:: Supplied text ::
The information service provider CRIF expects up to 100,000 personal insolvencies in Germany again in 2023.

People who file for personal insolvency do not necessarily have to be heavily in debt. A large proportion of those affected have total debts of just under €10,000. The average debt is currently less than €18,000.

Personal insolvencies by federal state: most personal insolvencies in Bremen, Lower Saxony and Hamburg

Nationwide, there was an average of 116 personal insolvencies per 100,000 inhabitants in 2022. Germany's northern states were more affected by personal insolvencies than the southern states. Bremen tops the list with 188 insolvency cases per 100,000 inhabitants, followed by Hamburg with 167 and Lower Saxony with 154. The states of Schleswig-Holstein (141), Mecklenburg-Western Pomerania (139) and North Rhine-Westphalia and Saarland (132 each) are also well above the national average.

The lowest numbers of personal insolvencies were recorded in Bavaria (74 cases per 100,000 inhabitants), Baden-Württemberg (83) and Thuringia (97). In absolute terms, the states of North Rhine-Westphalia (23,684), Lower Saxony (12,333) and Bavaria (9,773) lead the insolvency statistics.

Percentage changes: fewer personal insolvencies in all 16 German states

Bremen recorded the biggest change in personal insolvencies, with a drop of 23.4%, followed by Mecklenburg-Western Pomerania with 18% fewer insolvencies and Saarland with a drop of 17.5%.
:::
• Assignment 1: Please output everything in the insolvency passage from "People who file" down to "the national average.".
• Assignment 2: According to the insolvency passage, which state had the most personal insolvencies per 100,000 inhabitants in 2022, and what was its figure?
Rely on nothing but the insolvency passage.
:: Available data ::
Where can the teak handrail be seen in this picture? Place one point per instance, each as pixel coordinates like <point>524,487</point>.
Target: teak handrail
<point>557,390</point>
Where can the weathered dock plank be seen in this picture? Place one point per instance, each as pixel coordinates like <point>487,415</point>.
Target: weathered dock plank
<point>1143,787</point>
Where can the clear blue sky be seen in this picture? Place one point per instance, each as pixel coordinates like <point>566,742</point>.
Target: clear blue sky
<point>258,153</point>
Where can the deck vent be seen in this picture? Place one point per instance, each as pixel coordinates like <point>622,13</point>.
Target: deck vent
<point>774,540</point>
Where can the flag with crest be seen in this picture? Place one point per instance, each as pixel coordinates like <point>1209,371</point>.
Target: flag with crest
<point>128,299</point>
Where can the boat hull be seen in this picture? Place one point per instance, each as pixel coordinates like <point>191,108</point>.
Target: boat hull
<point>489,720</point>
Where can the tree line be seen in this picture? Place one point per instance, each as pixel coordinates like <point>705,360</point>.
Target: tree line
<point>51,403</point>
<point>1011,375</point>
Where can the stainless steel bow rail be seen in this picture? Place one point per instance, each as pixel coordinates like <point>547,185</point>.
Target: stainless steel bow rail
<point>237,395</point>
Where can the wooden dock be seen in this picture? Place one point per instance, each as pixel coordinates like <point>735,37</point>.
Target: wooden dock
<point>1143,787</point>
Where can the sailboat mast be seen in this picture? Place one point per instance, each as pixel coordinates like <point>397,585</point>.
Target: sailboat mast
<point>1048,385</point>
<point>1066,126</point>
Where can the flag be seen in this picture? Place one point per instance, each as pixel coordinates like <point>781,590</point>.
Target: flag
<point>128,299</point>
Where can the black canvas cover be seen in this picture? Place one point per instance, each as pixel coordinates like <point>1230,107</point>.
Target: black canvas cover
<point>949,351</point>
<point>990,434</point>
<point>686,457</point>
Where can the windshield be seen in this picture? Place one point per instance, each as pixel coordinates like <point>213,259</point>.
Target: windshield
:::
• Problem solution 1:
People who file for personal insolvency do not necessarily have to be heavily in debt. A large proportion of those affected have total debts of just under €10,000. The average debt is currently less than €18,000.

Personal insolvencies by federal state: most personal insolvencies in Bremen, Lower Saxony and Hamburg

Nationwide, there was an average of 116 personal insolvencies per 100,000 inhabitants in 2022. Germany's northern states were more affected by personal insolvencies than the southern states. Bremen tops the list with 188 insolvency cases per 100,000 inhabitants, followed by Hamburg with 167 and Lower Saxony with 154. The states of Schleswig-Holstein (141), Mecklenburg-Western Pomerania (139) and North Rhine-Westphalia and Saarland (132 each) are also well above the national average.

• Problem solution 2: Bremen, with 188 cases per 100,000 inhabitants.